[Pointing records]
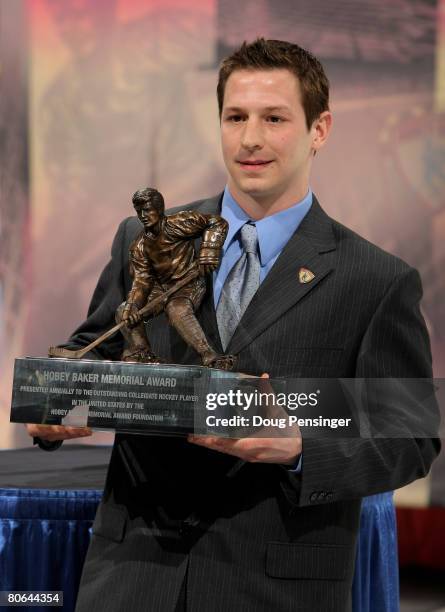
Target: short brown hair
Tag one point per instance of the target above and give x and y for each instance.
(262, 54)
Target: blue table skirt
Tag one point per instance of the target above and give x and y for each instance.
(44, 536)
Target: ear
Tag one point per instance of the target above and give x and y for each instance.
(320, 130)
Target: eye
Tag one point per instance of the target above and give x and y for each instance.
(234, 118)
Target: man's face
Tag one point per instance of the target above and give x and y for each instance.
(149, 216)
(266, 145)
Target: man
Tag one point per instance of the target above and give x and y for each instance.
(161, 256)
(260, 524)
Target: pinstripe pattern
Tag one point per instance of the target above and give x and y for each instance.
(260, 538)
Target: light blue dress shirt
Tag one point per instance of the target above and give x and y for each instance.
(274, 232)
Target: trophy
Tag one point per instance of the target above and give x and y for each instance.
(141, 393)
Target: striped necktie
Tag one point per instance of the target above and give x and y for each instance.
(240, 286)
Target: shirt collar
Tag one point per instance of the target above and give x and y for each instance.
(273, 232)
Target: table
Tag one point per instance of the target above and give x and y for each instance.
(45, 530)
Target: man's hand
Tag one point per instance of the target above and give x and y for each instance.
(57, 432)
(130, 314)
(254, 450)
(282, 450)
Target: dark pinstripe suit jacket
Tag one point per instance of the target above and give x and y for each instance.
(260, 538)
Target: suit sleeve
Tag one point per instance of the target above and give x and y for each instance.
(395, 345)
(110, 292)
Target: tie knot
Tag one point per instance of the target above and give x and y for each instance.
(249, 238)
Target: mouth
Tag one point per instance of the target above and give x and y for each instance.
(254, 165)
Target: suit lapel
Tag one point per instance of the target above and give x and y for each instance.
(282, 287)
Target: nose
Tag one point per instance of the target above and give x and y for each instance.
(252, 135)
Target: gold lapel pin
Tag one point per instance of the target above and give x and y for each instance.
(305, 275)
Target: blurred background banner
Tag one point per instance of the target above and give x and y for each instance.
(102, 98)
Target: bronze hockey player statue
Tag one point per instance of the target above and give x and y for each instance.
(162, 256)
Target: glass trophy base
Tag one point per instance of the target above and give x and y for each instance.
(112, 395)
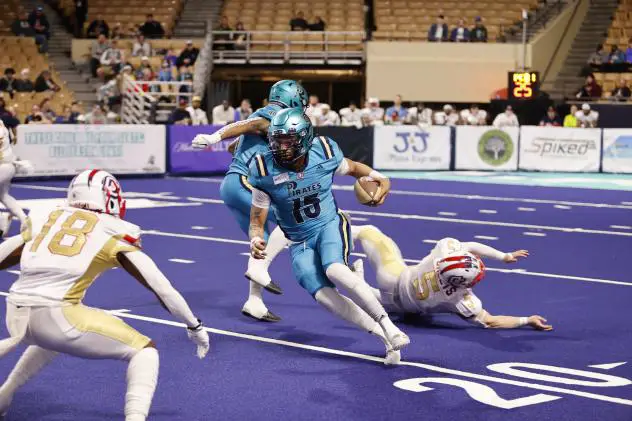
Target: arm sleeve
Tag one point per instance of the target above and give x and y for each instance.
(160, 285)
(260, 198)
(343, 168)
(483, 250)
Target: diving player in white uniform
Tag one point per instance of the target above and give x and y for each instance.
(73, 245)
(441, 283)
(8, 164)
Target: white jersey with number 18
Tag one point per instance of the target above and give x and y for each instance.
(70, 248)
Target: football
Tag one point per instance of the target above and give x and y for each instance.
(366, 189)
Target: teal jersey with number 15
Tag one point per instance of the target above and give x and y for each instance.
(303, 202)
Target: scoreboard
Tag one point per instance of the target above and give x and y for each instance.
(523, 85)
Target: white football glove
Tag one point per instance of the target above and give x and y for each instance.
(199, 337)
(202, 141)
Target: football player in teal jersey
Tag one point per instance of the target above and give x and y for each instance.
(295, 178)
(235, 190)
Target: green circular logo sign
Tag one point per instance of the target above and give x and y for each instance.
(495, 147)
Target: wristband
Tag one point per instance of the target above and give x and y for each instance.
(376, 175)
(195, 328)
(254, 240)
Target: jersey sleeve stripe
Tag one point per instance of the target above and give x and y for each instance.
(326, 147)
(244, 182)
(261, 166)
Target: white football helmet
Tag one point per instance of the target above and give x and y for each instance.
(460, 269)
(98, 191)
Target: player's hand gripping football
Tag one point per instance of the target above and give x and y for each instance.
(199, 337)
(515, 255)
(539, 323)
(258, 248)
(385, 188)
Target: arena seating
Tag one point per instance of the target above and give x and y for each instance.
(130, 12)
(400, 20)
(20, 53)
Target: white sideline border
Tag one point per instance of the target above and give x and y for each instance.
(512, 271)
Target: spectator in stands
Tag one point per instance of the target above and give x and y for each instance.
(244, 111)
(327, 117)
(590, 90)
(96, 116)
(117, 31)
(351, 116)
(98, 48)
(622, 92)
(318, 24)
(438, 31)
(506, 119)
(241, 36)
(44, 82)
(587, 117)
(447, 117)
(479, 32)
(9, 83)
(180, 115)
(616, 60)
(598, 58)
(198, 115)
(152, 29)
(81, 14)
(21, 26)
(373, 112)
(570, 120)
(313, 108)
(141, 47)
(24, 84)
(113, 57)
(551, 118)
(474, 116)
(223, 113)
(97, 27)
(189, 53)
(460, 33)
(166, 72)
(396, 114)
(47, 111)
(298, 23)
(420, 115)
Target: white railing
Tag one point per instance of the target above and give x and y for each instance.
(277, 47)
(146, 102)
(204, 63)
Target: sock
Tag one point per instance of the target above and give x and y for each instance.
(142, 376)
(29, 364)
(347, 310)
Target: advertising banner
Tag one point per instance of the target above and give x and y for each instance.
(486, 148)
(411, 148)
(67, 149)
(184, 159)
(617, 151)
(559, 149)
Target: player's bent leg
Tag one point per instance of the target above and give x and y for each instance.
(334, 246)
(32, 361)
(347, 310)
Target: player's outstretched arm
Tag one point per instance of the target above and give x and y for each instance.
(11, 252)
(510, 322)
(359, 170)
(256, 125)
(258, 216)
(143, 269)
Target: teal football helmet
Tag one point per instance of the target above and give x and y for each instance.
(290, 136)
(289, 93)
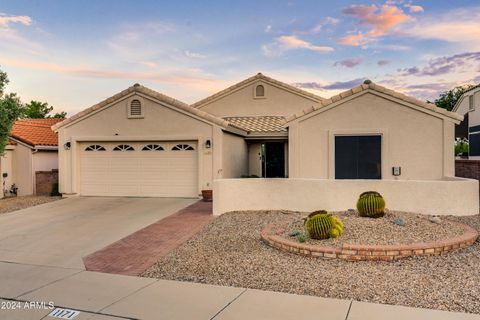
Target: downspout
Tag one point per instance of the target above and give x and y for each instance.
(34, 187)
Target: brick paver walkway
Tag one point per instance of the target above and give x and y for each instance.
(137, 252)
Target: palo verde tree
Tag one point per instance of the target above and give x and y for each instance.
(10, 110)
(40, 110)
(449, 98)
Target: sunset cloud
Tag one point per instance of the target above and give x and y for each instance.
(287, 43)
(414, 8)
(378, 21)
(349, 63)
(5, 20)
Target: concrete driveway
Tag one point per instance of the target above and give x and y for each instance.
(60, 233)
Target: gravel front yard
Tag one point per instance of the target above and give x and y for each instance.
(229, 252)
(16, 203)
(381, 231)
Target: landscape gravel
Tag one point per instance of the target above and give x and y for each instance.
(379, 231)
(16, 203)
(229, 252)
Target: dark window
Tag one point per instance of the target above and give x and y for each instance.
(123, 147)
(95, 147)
(182, 147)
(259, 91)
(474, 145)
(358, 157)
(152, 147)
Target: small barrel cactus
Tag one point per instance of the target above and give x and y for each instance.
(371, 204)
(322, 225)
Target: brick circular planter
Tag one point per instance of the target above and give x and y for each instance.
(357, 252)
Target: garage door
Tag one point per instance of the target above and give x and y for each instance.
(152, 169)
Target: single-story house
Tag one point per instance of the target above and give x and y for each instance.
(468, 105)
(32, 147)
(142, 143)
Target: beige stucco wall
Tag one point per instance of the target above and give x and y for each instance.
(22, 169)
(277, 101)
(159, 123)
(450, 196)
(6, 162)
(44, 160)
(235, 156)
(420, 143)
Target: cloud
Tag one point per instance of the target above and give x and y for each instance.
(443, 65)
(455, 26)
(339, 85)
(349, 63)
(5, 20)
(414, 8)
(382, 63)
(194, 55)
(378, 21)
(287, 43)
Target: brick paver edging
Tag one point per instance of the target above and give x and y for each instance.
(357, 252)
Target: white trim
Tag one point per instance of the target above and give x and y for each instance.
(385, 164)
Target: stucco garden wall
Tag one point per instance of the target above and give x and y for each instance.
(449, 196)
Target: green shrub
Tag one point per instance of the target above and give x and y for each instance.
(371, 204)
(322, 225)
(55, 192)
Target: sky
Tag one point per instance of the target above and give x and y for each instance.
(73, 54)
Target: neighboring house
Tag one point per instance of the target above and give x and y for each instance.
(143, 143)
(32, 147)
(469, 106)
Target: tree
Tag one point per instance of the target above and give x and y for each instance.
(448, 99)
(40, 110)
(10, 110)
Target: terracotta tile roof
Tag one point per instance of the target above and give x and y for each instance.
(36, 132)
(258, 123)
(258, 76)
(137, 88)
(375, 87)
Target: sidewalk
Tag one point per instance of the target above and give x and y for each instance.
(102, 296)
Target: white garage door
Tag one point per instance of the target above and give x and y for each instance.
(152, 169)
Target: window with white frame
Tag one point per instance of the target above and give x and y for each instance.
(135, 108)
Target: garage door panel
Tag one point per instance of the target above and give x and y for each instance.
(139, 173)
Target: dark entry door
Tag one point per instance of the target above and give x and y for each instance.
(274, 161)
(358, 157)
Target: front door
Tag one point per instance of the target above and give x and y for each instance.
(358, 157)
(274, 160)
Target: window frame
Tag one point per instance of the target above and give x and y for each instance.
(142, 108)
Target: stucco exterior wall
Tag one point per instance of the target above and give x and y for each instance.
(6, 166)
(45, 160)
(160, 122)
(421, 144)
(450, 196)
(277, 101)
(235, 156)
(23, 170)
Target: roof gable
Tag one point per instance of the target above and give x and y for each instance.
(257, 77)
(368, 86)
(137, 88)
(35, 132)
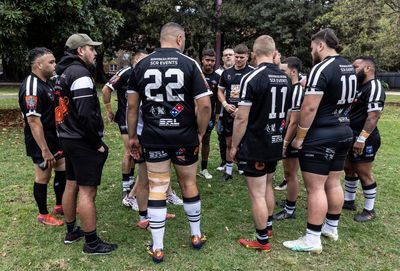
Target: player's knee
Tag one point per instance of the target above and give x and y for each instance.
(158, 185)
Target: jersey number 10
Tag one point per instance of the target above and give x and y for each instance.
(349, 88)
(170, 88)
(272, 115)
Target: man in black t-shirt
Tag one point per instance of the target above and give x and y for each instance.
(291, 66)
(36, 100)
(364, 115)
(258, 135)
(80, 129)
(176, 110)
(228, 95)
(323, 138)
(208, 62)
(228, 61)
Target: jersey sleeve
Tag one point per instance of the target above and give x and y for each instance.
(222, 83)
(317, 82)
(246, 91)
(297, 98)
(132, 82)
(83, 93)
(199, 84)
(32, 104)
(377, 96)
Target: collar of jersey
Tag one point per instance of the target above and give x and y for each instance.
(167, 49)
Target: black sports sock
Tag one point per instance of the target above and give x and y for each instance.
(59, 185)
(269, 223)
(222, 147)
(204, 164)
(40, 194)
(125, 182)
(70, 226)
(262, 236)
(91, 238)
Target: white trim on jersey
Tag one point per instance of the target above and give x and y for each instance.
(83, 96)
(247, 78)
(208, 93)
(314, 78)
(110, 86)
(243, 103)
(373, 104)
(119, 73)
(122, 71)
(33, 113)
(197, 64)
(34, 87)
(28, 85)
(82, 83)
(296, 98)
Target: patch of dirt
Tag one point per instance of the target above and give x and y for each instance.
(10, 118)
(392, 103)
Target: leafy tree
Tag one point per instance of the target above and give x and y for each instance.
(367, 28)
(49, 23)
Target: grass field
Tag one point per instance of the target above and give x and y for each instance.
(27, 245)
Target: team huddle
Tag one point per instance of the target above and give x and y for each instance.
(168, 106)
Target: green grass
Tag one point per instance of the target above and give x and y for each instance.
(28, 245)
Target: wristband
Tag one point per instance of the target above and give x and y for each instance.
(301, 132)
(285, 144)
(361, 139)
(364, 134)
(108, 107)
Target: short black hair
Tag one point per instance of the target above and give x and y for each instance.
(328, 36)
(208, 52)
(37, 52)
(241, 49)
(368, 59)
(293, 62)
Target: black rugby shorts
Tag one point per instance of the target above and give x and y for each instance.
(372, 145)
(83, 163)
(257, 169)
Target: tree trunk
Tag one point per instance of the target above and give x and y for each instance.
(100, 76)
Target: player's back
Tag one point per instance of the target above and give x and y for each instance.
(334, 78)
(267, 90)
(168, 83)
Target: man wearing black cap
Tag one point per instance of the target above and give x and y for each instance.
(80, 129)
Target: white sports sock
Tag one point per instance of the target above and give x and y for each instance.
(350, 189)
(228, 168)
(313, 237)
(369, 195)
(193, 213)
(157, 226)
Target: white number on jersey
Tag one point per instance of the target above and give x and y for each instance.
(170, 87)
(348, 89)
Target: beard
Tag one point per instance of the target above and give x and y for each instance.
(361, 77)
(316, 58)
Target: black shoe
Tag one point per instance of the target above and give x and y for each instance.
(365, 216)
(102, 248)
(73, 236)
(284, 215)
(282, 186)
(226, 177)
(349, 205)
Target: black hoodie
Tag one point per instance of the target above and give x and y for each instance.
(78, 114)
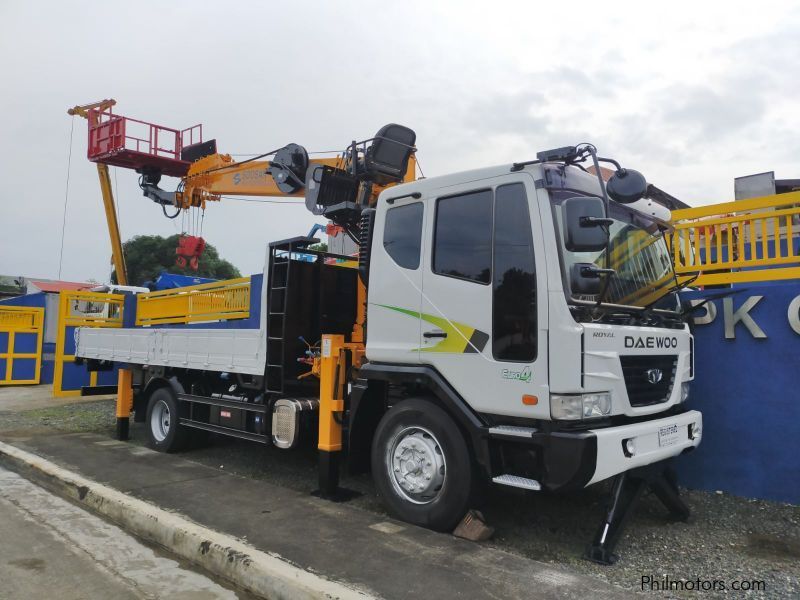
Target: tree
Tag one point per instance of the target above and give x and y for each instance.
(147, 255)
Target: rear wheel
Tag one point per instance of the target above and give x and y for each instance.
(421, 465)
(164, 431)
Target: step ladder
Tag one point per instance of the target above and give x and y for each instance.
(280, 266)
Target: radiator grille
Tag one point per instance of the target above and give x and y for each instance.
(640, 373)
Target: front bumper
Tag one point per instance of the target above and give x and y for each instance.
(577, 459)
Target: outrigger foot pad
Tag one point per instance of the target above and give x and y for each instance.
(626, 490)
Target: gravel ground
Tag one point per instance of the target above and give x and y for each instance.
(727, 539)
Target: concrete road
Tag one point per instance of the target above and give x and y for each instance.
(52, 549)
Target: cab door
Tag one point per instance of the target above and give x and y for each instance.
(484, 303)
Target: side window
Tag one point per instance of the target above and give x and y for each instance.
(402, 234)
(514, 281)
(462, 245)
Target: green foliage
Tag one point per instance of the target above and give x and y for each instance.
(147, 255)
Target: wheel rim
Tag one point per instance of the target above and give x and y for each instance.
(416, 465)
(160, 421)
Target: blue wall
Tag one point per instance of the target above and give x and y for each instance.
(749, 392)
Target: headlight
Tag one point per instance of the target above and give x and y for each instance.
(573, 407)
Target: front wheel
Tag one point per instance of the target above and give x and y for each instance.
(421, 465)
(164, 431)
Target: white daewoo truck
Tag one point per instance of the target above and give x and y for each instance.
(514, 325)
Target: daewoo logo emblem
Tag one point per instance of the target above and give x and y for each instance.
(654, 375)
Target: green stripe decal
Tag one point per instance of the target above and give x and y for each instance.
(457, 333)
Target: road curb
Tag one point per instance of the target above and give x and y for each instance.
(256, 571)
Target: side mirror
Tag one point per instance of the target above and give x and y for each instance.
(626, 186)
(584, 279)
(583, 220)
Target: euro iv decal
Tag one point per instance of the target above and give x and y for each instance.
(524, 375)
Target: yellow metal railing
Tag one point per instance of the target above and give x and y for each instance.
(16, 321)
(82, 309)
(216, 301)
(735, 242)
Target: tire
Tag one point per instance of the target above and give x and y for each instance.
(421, 465)
(164, 432)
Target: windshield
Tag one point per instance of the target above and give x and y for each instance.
(643, 271)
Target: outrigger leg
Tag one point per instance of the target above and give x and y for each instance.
(626, 490)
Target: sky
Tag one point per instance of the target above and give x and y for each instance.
(691, 94)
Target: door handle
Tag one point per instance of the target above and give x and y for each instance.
(430, 334)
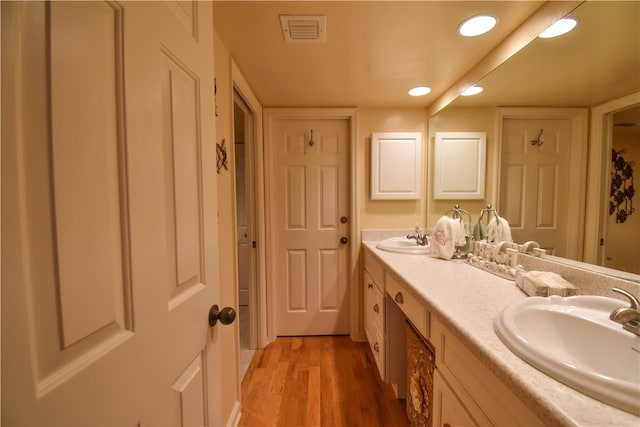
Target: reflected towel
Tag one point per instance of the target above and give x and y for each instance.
(447, 234)
(479, 231)
(498, 230)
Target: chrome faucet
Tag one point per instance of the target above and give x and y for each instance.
(421, 238)
(628, 317)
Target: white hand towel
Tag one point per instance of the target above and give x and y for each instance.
(446, 234)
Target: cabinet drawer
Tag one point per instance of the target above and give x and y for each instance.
(408, 303)
(375, 269)
(378, 350)
(373, 308)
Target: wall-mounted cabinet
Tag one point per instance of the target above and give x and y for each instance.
(396, 165)
(459, 165)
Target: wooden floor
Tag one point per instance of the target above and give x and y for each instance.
(317, 381)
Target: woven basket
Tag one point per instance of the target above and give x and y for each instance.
(420, 367)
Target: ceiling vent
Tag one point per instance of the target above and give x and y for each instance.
(303, 28)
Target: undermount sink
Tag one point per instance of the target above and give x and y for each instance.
(402, 245)
(572, 340)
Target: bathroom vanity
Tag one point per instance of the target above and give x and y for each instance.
(477, 380)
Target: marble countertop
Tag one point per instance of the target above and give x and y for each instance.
(466, 300)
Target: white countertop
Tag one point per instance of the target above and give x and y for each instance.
(466, 300)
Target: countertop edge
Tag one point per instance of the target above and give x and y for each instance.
(515, 373)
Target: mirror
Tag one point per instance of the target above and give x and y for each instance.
(599, 61)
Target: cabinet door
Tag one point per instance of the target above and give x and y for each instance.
(369, 301)
(396, 165)
(448, 411)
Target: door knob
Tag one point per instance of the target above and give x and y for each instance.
(226, 316)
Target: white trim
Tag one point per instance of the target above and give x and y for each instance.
(350, 114)
(577, 166)
(235, 415)
(597, 183)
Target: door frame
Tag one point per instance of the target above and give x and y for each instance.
(251, 207)
(259, 336)
(597, 206)
(579, 117)
(349, 114)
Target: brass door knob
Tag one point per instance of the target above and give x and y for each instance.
(226, 316)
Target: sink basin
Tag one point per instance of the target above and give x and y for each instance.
(572, 340)
(402, 245)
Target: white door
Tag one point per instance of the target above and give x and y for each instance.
(309, 217)
(534, 180)
(109, 258)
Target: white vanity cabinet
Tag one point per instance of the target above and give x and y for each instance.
(374, 310)
(466, 392)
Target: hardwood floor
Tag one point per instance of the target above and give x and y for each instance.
(317, 381)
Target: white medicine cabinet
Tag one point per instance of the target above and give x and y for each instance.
(396, 165)
(459, 165)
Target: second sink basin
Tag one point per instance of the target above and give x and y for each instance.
(572, 340)
(402, 245)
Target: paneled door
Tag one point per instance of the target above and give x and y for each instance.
(535, 180)
(109, 257)
(309, 194)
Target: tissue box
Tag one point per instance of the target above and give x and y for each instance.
(544, 284)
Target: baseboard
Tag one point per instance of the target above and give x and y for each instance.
(234, 417)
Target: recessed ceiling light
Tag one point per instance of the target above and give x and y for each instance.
(559, 28)
(419, 91)
(473, 90)
(477, 25)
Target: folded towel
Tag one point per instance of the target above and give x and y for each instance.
(447, 234)
(498, 230)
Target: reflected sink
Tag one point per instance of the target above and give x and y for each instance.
(572, 340)
(402, 245)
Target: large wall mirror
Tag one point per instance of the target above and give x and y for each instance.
(595, 66)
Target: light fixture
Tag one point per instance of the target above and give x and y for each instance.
(473, 90)
(477, 25)
(419, 91)
(559, 28)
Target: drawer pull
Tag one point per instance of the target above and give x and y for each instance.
(399, 298)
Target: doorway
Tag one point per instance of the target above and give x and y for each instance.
(244, 144)
(542, 176)
(310, 223)
(620, 251)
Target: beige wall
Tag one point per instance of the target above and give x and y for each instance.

### WORK INSTRUCTIONS:
Your task is to reproduce, exactly and exclusively, the lines from the one holding "Target: white vanity cabinet" through the final line of the listing.

### THE COMPLETED TASK:
Target: white vanity cabinet
Tag one point per instance of the target above and give x and y for each instance.
(374, 310)
(466, 392)
Target: hardwood floor
Tag one point per instance of the target above and give x and y for each instance.
(317, 381)
Target: white medicine cabinet
Tag one point per instance of the target above and give x and y for each instance.
(396, 165)
(459, 165)
Target: second sink basin
Tag one point per instance of the target above and give x and y for each instance.
(572, 340)
(402, 245)
Target: paneled door
Tag one point per instance of the target above and give x and y for each instance.
(535, 180)
(109, 257)
(309, 194)
Target: tissue box
Tag one point per instance of the target above and give x and y for each instance.
(544, 284)
Target: baseboard
Tag one point per instance of the target above and give x and y for each instance.
(234, 417)
Target: recessed ceiling light
Tag one point per instance of the target above and give x and y for each instance.
(559, 28)
(419, 91)
(473, 90)
(477, 25)
Target: folded towel
Tag one point per instance of the target above and give x and y for each instance.
(447, 234)
(498, 230)
Target: reflected sink
Tag one point per instance of the target above and give x and y for each instance.
(572, 340)
(402, 245)
Target: large wall mirror
Tag one point per instance of the target above and give x and y for each instance.
(595, 66)
Target: light fixture
Tag one point per instance of the target above and give x and y for each instance.
(473, 90)
(477, 25)
(419, 91)
(559, 28)
Target: drawer pull
Tag one point per instance of the target above and give x and y for each instance.
(399, 298)
Target: doorway
Tag one point per instance of the target above and give x and y for each instance.
(244, 144)
(542, 176)
(310, 223)
(620, 251)
Target: beige wall
Tag one point per instance of the target above and give x and y for each instance.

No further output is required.